Puasa adalah ibadah spesial karena segala amal itu kembali kepada manusia kecuali puasa, karena puasa adalah untukku dan aku sendiri yang akan membalasnya. Keistimewaan puasa sebagaimana hadis Nabi berikut ini:

“Setiap amalan kebaikan yang dilakukan oleh manusia akan dilipatgandakan dengan sepuluh kebaikan yang semisal hingga tujuh ratus kali lipat. Allah Ta’ala berfirman (yang artinya), “Kecuali amalan puasa. Amalan puasa tersebut adalah untuk-Ku. Aku sendiri yang akan membalasnya. Disebabkan dia telah meninggalkan syahwat dan makanan karena-Ku. Bagi orang yang berpuasa akan mendapatkan dua kebahagiaan yaitu kebahagiaan ketika dia berbuka dan kebahagiaan ketika berjumpa dengan Rabbnya. Sungguh bau mulut orang yang berpuasa lebih harum di sisi Allah daripada bau minyak kasturi” (HR. Muslim: 1151).

Dalam kitab Maqosidus Soum karya Syekh Izzuddin bin Abdussalam dijelaskan tentang macam-macam puasa Sunnah dalam Islam, Pertama, adalah puasa ittiba ramadan dengan puasa 6 hari bulan syawwal berdasarkan hadis Nabi “Barang siapa puasa Ramadan dan melanjutkannya dengan puasa 6 hari pada bulan syawwal, maka seperti puasa selama satu tahun. (HR. Muslim: 1164; Abu Dawud: 2433; Tirmidzi:759).

Kedua, Puasa Dawud, puasa sehari, berbuka sehari, sesuai dengan hadis nabi Muhammad Saw. “Sesungguhnya puasa yang paling disukai oleh Allah adalah puasa dawud, dan sesungguhnya salat yang disukai oleh Allah adalah salat dawud, karena nabi beliau tidur di sebagian malam dan bangun pada pertiga malam dan tidur kembali, dan puasa sehari dan tidak puasa sehari (HR. Muslim: 1159).

Baca Juga:  Puasa Yang Tidak Boleh Ditawar : Kritik Atas Tulisan “Mengganti Puasa Secara Kolektif”

Ketiga, puasa bulan Sya’ban seperti hadis yang diriwayatkan oleh Sayyidah Aisyah sesungguhnya Nabi Muhammad puasa penuh pada bulan sya’ban, wafi riwayatin Sesungguhnya Nabi puasa beberapa hari selama bulan sya’ban (HR. Muslim: 1157).

Keempat, puasa bulan Muharram, seperti hadis Nabi Muhammad, sesungguhnya keutamaan puasa setelah puasa Ramadan adalah puasa Muharram,  dan sesungguhnya utamanya salat setelah salat fardhu adalah salat malam (HR. Muslim: 1163).

**DATA YANG DITAMPILKAN**

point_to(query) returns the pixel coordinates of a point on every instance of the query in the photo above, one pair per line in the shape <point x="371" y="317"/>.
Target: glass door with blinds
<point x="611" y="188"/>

**PERMINTAAN TERTULIS**
Teruskan teks tentang macam-macam puasa sunah di atas, dimulai setelah kalimat terakhirnya.

**HASIL TUGAS INI**
Kelima dan keenam adalah puasa Tasu’a dan Asyura.

Puasa Tasu’a adalah puasa sunnah yang dikerjakan pada tanggal 9 Muharam. Puasa ini dilakukan untuk mengiringi puasa yang dilakukan pada keesokan harinya yaitu di tanggal 10 Muharram. Kenapa? Karena di hari yang sama yaitu tanggal 10 Muharram orang-orang Yahudi dan Nasrani juga melakukan puasa. Jadi melakukan puasa di tanggal 9 Muharram untuk mengiringi puasa keesokan harinya, akan dapat membedakan dengan puasa yang dilakukan oleh orang-orang Yahudi dan Nasrani.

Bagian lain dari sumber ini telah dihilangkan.